------ Rows

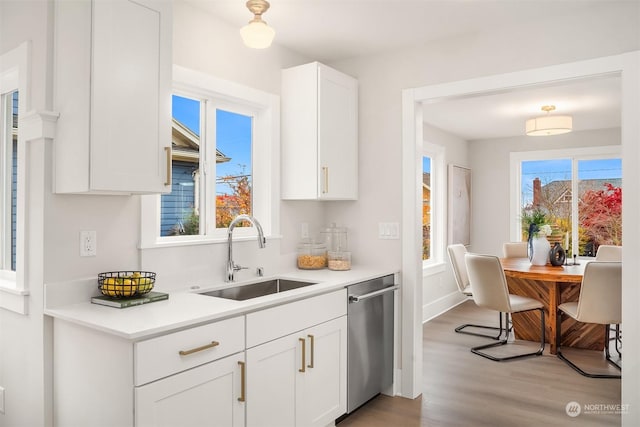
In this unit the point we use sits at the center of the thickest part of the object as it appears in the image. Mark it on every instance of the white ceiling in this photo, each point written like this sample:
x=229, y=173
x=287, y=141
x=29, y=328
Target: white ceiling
x=330, y=30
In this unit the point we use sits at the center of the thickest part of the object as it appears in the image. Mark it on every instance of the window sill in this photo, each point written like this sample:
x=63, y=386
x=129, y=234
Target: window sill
x=12, y=298
x=168, y=242
x=433, y=268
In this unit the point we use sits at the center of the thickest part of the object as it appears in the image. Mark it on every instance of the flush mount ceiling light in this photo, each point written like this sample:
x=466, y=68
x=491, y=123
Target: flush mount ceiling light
x=549, y=125
x=257, y=34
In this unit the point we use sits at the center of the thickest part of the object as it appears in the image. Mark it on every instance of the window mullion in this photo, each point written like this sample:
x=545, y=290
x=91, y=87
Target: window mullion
x=575, y=240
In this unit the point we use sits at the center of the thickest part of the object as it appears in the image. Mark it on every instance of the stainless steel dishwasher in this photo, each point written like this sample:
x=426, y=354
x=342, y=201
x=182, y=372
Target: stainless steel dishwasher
x=370, y=339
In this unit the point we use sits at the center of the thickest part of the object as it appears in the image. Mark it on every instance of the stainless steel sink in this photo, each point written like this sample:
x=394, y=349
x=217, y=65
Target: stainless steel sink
x=254, y=290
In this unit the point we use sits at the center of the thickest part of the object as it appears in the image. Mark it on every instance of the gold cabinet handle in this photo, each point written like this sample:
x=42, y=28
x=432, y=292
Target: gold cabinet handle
x=310, y=365
x=197, y=349
x=169, y=171
x=243, y=382
x=304, y=355
x=325, y=179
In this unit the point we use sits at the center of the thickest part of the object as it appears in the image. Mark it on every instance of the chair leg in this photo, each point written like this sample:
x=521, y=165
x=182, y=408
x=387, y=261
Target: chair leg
x=573, y=365
x=476, y=350
x=500, y=329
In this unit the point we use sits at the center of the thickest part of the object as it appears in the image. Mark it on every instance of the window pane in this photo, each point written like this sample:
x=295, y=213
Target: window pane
x=234, y=135
x=180, y=209
x=426, y=208
x=600, y=204
x=546, y=190
x=14, y=176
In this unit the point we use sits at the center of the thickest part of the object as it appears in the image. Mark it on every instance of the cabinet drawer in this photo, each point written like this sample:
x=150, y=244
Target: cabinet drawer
x=172, y=353
x=272, y=323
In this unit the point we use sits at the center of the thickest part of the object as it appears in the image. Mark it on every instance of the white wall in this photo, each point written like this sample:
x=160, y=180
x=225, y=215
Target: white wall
x=203, y=43
x=490, y=188
x=439, y=290
x=602, y=31
x=23, y=338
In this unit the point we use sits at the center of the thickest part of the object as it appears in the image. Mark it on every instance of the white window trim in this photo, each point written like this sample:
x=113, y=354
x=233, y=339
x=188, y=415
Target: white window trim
x=14, y=66
x=266, y=145
x=436, y=153
x=573, y=154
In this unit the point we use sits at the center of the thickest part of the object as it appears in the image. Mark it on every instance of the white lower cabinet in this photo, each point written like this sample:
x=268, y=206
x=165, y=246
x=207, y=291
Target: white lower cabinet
x=209, y=395
x=300, y=379
x=277, y=367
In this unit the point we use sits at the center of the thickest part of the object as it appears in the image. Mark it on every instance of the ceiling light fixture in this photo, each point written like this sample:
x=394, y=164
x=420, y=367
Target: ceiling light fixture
x=549, y=125
x=257, y=34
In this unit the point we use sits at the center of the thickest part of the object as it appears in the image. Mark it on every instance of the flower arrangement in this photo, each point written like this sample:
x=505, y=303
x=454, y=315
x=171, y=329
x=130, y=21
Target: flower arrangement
x=542, y=230
x=538, y=226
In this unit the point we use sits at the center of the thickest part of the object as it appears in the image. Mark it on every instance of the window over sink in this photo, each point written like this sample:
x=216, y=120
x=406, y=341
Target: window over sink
x=224, y=160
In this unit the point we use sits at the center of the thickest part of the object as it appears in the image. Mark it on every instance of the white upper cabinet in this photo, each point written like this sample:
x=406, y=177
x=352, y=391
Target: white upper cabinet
x=319, y=134
x=112, y=88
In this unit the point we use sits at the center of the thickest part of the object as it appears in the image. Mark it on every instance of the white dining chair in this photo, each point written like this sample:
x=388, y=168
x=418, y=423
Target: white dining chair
x=490, y=291
x=600, y=302
x=515, y=250
x=612, y=253
x=456, y=257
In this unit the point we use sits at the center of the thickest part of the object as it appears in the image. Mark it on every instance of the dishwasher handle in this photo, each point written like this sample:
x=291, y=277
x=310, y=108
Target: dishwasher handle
x=357, y=298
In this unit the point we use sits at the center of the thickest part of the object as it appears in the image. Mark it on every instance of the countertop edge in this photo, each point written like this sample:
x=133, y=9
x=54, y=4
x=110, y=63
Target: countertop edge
x=183, y=309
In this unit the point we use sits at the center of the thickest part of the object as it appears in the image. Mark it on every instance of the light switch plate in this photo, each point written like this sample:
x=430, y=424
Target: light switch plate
x=388, y=230
x=88, y=243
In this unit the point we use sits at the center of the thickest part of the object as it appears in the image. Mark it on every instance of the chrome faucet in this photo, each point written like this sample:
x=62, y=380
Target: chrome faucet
x=232, y=267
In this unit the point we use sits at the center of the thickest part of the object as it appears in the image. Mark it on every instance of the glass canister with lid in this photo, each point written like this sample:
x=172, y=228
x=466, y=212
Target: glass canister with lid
x=338, y=255
x=311, y=255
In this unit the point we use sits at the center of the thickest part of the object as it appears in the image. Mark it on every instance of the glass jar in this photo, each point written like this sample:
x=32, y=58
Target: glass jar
x=312, y=256
x=335, y=238
x=339, y=261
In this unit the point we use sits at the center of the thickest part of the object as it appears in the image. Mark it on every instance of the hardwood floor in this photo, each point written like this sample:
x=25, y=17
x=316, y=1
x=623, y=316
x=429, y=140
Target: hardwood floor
x=463, y=389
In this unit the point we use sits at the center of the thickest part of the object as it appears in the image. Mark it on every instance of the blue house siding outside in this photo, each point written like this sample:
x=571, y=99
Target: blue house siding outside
x=14, y=181
x=178, y=205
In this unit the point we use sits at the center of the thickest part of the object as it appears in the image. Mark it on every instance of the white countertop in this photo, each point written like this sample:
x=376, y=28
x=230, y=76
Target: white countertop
x=71, y=301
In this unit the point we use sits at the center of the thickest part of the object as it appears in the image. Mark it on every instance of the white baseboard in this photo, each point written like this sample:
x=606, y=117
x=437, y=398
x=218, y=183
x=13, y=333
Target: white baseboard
x=441, y=305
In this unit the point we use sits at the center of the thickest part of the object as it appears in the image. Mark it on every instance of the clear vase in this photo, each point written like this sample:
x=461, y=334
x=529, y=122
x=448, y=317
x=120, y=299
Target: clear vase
x=539, y=250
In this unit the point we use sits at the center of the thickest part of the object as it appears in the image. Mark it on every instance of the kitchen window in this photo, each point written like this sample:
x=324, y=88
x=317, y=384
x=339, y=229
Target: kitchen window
x=548, y=183
x=14, y=125
x=223, y=161
x=8, y=179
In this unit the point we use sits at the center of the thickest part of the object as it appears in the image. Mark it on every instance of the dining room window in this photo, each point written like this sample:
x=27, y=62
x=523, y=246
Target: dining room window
x=432, y=195
x=578, y=193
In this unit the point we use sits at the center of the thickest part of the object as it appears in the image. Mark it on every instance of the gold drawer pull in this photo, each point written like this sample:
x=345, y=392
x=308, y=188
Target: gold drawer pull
x=242, y=382
x=325, y=180
x=304, y=356
x=197, y=349
x=310, y=365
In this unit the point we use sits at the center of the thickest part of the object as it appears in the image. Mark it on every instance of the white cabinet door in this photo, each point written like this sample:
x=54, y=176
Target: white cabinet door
x=319, y=134
x=112, y=88
x=323, y=395
x=300, y=379
x=204, y=396
x=337, y=135
x=273, y=380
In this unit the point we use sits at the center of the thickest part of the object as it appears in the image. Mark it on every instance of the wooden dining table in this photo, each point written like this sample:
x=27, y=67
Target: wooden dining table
x=551, y=285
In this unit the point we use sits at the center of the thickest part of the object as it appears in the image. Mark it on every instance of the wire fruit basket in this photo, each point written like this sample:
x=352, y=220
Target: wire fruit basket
x=126, y=284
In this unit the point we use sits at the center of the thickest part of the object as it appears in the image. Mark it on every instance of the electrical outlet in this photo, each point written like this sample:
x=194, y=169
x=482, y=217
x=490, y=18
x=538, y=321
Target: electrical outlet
x=388, y=230
x=88, y=243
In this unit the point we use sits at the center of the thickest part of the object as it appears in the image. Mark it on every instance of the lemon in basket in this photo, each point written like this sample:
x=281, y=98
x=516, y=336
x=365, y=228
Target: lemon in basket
x=110, y=287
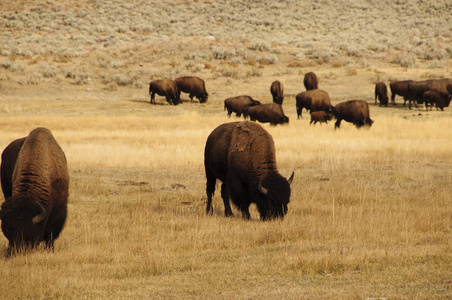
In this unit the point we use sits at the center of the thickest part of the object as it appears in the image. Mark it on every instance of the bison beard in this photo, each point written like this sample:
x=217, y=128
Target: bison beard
x=242, y=156
x=35, y=184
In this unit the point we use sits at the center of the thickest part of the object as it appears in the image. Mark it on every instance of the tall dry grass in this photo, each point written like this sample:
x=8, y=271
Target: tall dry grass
x=370, y=213
x=369, y=216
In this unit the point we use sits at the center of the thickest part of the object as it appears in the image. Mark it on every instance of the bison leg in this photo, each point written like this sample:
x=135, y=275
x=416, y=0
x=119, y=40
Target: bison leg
x=393, y=99
x=210, y=190
x=225, y=197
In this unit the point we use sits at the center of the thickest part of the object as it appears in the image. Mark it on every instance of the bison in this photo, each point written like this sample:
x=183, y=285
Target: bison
x=321, y=117
x=313, y=100
x=441, y=100
x=399, y=88
x=242, y=156
x=353, y=111
x=166, y=88
x=310, y=81
x=35, y=183
x=416, y=89
x=381, y=92
x=194, y=86
x=238, y=104
x=266, y=113
x=277, y=91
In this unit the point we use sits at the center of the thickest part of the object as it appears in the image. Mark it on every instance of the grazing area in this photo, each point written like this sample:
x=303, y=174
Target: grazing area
x=370, y=214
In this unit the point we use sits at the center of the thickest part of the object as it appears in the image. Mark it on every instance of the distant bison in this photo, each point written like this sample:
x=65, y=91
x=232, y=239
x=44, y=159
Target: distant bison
x=310, y=81
x=313, y=100
x=194, y=86
x=399, y=88
x=416, y=89
x=441, y=100
x=353, y=111
x=381, y=92
x=242, y=156
x=166, y=88
x=238, y=104
x=266, y=113
x=35, y=183
x=321, y=117
x=277, y=91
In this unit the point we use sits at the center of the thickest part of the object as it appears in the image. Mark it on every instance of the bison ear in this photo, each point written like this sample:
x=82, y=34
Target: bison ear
x=290, y=178
x=40, y=216
x=261, y=188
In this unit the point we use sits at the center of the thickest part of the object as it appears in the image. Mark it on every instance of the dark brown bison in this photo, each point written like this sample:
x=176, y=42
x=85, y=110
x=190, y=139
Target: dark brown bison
x=381, y=92
x=313, y=100
x=321, y=117
x=242, y=156
x=238, y=104
x=35, y=183
x=194, y=86
x=310, y=81
x=166, y=88
x=399, y=88
x=277, y=91
x=416, y=89
x=353, y=111
x=266, y=113
x=441, y=100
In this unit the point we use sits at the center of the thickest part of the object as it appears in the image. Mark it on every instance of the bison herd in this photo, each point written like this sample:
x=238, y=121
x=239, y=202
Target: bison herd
x=35, y=181
x=432, y=92
x=34, y=174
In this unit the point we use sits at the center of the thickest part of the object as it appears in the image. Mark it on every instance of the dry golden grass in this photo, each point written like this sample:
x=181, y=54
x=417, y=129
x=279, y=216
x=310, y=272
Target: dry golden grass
x=370, y=214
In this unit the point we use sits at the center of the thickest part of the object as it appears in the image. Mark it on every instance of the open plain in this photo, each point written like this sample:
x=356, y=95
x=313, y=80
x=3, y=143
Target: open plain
x=370, y=215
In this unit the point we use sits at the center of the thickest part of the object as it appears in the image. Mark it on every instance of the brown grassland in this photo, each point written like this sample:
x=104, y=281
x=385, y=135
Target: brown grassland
x=370, y=215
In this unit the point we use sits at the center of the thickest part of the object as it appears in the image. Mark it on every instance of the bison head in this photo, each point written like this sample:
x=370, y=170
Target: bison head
x=22, y=223
x=273, y=196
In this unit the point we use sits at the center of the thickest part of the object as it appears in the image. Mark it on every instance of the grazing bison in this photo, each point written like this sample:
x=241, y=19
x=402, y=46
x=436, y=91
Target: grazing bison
x=194, y=86
x=242, y=156
x=166, y=88
x=399, y=88
x=35, y=183
x=277, y=91
x=441, y=100
x=381, y=92
x=353, y=111
x=310, y=81
x=238, y=104
x=416, y=89
x=321, y=117
x=313, y=100
x=266, y=113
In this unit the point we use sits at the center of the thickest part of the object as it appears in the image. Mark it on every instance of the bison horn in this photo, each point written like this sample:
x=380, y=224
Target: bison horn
x=261, y=188
x=290, y=178
x=41, y=216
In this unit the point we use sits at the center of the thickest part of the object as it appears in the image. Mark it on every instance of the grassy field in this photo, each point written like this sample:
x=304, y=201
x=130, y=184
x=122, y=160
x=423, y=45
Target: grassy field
x=370, y=215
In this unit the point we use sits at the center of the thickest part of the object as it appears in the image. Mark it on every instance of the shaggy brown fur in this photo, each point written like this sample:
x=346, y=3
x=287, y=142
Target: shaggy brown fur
x=35, y=182
x=266, y=113
x=242, y=156
x=277, y=91
x=238, y=104
x=194, y=86
x=166, y=88
x=313, y=100
x=353, y=111
x=310, y=81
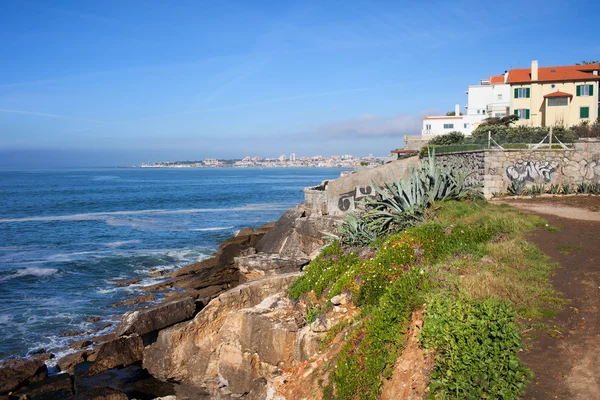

------------

[Request]:
Write out again every line from the start of the records through the line containing "x=325, y=179", both included, keeping the requests and their sample points unchanged. Multiply each coordinate in the answers by 0.65, rounding to the nearest whole number with halves rounded up, and omit the pictures.

[Answer]:
In this unit the point we use sits at the center of the thickest part of the object as it appears in the image. Mark it on every instance of the white ceiling in this photo, each point written like this sample:
x=229, y=173
x=287, y=141
x=29, y=328
Target: white ceiling
x=215, y=20
In this unit the point we use sits at the center of the thickest part of the object as it appears in the image. Mark it on every instance of the window sill in this photo, each point written like this sample:
x=63, y=386
x=129, y=234
Target: window sill
x=8, y=194
x=109, y=157
x=281, y=174
In this unit the point we use sits at the center of the thickest part of the object as it appears in the image. Mark it on every instance of the flush mount ceiling light in this photo, each point written like this sample:
x=466, y=68
x=491, y=123
Target: flush mount ceiling light
x=357, y=81
x=167, y=22
In this unit the point we use sits at the center of the thickest part of the object as it appears in the image. Mark it on every instance of the window mullion in this photo, each point written like this sample:
x=545, y=290
x=91, y=87
Target: window mullion
x=374, y=156
In this unit the point we use sits at the center of the thickest part of the object as it appears in the image. Mark it on every instance of the stainless steel dishwasher in this photo, each point written like this sample:
x=426, y=354
x=342, y=201
x=182, y=372
Target: stainless steel dishwasher
x=241, y=220
In this unit the point we use sits at the center of the thickest part of the object as it appears in the image. Mark it on every instance of the stainless steel sink in this photo, each point written like this sample:
x=394, y=349
x=217, y=65
Target: stainless steel sink
x=165, y=189
In this unit the point we use sits at the center of the thickest part of the object as it appears in the image. Mark it on every instance of the gold cabinet handle in this photo, each point written like this sample:
x=42, y=28
x=432, y=292
Target: gold cabinet handle
x=202, y=237
x=128, y=227
x=110, y=111
x=158, y=248
x=198, y=231
x=211, y=116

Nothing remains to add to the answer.